The task — The required output is the line containing "Annotation task: mark the gable" through the final line of the material below, printed exactly, with no other lines.
----- Provided material
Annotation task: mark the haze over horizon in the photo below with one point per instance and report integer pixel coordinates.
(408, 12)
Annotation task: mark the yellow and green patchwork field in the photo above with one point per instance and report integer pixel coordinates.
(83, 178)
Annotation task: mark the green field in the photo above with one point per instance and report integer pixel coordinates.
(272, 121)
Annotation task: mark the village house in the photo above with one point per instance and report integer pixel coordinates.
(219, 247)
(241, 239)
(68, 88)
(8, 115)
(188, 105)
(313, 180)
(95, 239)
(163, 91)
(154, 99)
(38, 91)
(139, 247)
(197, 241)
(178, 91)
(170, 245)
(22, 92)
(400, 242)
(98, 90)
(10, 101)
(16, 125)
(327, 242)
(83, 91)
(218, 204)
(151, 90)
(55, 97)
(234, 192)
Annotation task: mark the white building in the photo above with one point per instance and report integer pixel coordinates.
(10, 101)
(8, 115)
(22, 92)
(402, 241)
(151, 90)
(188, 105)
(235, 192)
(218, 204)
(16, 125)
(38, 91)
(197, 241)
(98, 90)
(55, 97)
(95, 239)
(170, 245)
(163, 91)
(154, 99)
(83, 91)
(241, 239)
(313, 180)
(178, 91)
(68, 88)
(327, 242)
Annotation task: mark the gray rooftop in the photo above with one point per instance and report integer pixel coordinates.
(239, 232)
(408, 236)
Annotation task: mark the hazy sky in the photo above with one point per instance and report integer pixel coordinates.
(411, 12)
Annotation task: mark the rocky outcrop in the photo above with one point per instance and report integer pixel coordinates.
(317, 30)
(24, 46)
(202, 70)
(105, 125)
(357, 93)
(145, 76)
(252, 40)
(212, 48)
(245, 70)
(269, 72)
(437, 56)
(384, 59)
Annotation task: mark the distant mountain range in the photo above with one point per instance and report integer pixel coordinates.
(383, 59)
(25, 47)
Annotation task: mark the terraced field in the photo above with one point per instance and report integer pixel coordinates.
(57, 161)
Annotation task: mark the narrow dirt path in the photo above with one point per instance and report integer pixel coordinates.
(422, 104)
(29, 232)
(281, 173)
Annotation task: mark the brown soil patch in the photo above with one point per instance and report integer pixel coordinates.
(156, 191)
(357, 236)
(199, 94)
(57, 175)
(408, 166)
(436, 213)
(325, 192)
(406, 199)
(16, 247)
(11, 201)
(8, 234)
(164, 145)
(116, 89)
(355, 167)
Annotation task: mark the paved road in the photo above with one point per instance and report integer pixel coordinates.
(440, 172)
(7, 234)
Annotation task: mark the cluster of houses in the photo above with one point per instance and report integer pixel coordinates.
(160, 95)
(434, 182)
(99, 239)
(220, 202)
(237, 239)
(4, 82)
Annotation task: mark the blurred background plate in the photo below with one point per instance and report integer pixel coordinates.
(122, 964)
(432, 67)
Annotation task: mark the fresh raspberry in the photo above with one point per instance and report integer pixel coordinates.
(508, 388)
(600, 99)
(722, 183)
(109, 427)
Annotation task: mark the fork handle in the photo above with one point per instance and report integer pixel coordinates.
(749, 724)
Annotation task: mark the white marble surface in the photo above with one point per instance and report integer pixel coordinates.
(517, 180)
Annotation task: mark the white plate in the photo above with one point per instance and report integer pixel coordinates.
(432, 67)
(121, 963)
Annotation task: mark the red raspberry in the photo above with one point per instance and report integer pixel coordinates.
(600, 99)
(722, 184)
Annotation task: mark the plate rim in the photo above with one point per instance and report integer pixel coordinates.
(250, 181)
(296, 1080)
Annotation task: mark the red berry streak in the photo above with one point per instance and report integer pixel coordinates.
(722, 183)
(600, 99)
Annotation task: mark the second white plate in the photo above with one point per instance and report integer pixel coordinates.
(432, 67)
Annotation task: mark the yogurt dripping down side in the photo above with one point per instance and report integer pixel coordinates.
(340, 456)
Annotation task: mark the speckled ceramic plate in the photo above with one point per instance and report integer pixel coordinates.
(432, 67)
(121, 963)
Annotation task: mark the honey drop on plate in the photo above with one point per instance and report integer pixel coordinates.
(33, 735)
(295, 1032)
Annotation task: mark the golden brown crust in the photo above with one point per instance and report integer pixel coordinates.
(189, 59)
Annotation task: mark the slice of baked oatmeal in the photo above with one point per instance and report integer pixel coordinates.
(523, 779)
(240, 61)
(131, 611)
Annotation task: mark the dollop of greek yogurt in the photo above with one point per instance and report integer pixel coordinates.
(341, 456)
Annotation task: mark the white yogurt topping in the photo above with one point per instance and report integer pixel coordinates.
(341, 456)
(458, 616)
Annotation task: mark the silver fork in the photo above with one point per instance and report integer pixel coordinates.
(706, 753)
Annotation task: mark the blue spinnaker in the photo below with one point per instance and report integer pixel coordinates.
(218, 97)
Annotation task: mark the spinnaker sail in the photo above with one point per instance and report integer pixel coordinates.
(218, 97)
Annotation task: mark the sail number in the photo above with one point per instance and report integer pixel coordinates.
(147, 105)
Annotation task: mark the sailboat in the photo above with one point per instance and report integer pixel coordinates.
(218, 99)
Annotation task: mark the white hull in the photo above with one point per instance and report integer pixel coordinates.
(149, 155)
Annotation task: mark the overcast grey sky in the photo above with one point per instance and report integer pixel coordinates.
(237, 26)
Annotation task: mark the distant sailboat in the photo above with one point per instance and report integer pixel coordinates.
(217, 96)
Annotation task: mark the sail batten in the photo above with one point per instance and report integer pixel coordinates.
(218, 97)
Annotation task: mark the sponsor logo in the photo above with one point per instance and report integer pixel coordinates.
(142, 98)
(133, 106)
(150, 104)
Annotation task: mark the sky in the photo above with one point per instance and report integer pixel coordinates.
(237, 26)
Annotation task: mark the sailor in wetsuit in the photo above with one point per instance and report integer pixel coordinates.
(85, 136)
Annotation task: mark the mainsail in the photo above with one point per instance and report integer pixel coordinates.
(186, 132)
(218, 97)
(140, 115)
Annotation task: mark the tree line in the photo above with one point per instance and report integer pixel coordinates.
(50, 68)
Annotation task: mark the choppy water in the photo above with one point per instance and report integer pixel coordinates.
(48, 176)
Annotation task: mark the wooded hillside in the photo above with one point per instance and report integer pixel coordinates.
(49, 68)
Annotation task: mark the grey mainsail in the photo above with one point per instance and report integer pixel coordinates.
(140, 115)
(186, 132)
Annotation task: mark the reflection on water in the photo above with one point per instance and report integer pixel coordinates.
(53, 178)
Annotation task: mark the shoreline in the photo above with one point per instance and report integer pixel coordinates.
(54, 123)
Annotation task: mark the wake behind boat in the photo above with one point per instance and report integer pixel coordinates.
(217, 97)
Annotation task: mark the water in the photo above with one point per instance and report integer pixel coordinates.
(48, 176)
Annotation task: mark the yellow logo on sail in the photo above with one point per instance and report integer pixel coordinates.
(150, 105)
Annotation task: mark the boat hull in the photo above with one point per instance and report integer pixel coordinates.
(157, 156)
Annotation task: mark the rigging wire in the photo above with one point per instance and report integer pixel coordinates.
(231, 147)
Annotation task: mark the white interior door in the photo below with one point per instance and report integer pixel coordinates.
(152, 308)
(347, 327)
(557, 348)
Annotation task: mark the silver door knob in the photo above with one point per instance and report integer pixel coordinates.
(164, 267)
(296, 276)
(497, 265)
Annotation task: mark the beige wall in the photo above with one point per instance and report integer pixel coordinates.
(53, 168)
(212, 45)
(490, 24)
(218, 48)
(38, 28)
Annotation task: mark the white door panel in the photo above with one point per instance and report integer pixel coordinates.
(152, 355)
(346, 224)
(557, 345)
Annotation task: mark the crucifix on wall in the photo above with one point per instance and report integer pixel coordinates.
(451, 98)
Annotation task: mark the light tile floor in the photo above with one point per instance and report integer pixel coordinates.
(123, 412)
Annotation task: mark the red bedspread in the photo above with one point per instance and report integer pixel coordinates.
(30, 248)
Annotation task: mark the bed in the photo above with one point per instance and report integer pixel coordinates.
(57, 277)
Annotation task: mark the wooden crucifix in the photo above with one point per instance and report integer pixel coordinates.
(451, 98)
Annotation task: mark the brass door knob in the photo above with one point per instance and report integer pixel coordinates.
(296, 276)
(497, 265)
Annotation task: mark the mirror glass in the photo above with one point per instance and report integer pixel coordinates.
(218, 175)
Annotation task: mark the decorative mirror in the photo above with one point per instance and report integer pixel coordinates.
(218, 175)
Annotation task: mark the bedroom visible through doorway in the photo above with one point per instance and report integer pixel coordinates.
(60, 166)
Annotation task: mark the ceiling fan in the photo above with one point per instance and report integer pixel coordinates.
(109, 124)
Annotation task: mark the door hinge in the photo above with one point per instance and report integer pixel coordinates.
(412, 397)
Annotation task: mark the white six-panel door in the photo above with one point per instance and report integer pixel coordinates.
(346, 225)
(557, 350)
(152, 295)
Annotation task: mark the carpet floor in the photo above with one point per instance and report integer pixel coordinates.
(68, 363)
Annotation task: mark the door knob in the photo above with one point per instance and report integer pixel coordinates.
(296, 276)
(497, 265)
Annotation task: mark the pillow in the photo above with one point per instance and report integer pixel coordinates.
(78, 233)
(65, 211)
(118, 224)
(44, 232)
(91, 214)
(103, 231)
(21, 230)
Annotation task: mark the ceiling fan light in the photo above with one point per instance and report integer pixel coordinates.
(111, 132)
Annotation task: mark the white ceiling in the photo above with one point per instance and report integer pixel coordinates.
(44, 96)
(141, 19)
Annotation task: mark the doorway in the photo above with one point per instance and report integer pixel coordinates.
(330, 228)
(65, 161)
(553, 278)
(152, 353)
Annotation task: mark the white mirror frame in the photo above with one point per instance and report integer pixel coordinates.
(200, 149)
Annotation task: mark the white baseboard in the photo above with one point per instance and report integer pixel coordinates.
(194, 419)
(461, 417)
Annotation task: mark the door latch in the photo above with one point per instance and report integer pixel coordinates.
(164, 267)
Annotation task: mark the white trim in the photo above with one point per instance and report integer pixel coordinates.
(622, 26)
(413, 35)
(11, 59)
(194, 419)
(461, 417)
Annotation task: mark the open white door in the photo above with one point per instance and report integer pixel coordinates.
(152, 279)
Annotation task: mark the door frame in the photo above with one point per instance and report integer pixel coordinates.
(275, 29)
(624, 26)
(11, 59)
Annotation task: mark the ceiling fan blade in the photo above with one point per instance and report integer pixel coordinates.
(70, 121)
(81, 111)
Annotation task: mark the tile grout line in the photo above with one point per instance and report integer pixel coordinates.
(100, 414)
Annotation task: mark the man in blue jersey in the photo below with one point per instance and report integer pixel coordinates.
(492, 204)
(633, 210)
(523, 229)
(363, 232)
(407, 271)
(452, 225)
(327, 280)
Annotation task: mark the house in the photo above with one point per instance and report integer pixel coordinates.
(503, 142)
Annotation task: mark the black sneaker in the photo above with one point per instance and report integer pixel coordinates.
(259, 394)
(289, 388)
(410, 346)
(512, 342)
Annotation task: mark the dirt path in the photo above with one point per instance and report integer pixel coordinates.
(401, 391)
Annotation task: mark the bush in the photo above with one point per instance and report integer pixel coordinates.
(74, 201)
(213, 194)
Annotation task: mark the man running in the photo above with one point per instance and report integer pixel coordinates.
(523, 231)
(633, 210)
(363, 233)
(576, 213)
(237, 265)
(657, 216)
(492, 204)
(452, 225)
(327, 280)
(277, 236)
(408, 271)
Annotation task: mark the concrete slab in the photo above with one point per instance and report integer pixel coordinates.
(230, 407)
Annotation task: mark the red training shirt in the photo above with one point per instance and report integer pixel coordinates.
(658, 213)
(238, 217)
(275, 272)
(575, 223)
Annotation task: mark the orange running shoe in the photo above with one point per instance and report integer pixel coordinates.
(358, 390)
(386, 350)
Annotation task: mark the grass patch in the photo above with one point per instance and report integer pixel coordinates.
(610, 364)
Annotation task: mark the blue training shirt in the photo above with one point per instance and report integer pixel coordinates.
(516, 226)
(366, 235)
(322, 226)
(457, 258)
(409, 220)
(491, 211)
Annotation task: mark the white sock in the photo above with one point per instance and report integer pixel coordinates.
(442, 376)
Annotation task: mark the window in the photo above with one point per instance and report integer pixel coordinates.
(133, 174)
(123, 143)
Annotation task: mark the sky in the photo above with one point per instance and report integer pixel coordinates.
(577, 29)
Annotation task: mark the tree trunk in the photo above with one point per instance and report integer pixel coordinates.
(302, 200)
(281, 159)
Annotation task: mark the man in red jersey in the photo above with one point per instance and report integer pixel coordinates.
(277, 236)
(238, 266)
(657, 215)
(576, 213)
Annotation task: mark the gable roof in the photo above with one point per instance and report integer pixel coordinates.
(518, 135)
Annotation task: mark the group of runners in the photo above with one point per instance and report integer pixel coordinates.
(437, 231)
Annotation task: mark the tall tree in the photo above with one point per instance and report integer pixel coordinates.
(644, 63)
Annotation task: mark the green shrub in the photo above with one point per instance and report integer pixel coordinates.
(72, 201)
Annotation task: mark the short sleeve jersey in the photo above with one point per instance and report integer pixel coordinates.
----------
Solution —
Annotation task: mark the gable roof in the photo above with one point per instance and report integer pixel coordinates.
(518, 135)
Annotation task: mark the group of runners in the photo above with one point per instance and report integer pixel coordinates.
(437, 231)
Annotation task: mark the tall tree in the photo above with one point per instance and report integer pixel coordinates.
(644, 63)
Annotation task: mark the green shrub in the photo above with one point per instance and report integer pixel coordinates.
(72, 201)
Annotation task: mark the short sleeve jersey in the photo above with one point per instance and report integer pixel coordinates.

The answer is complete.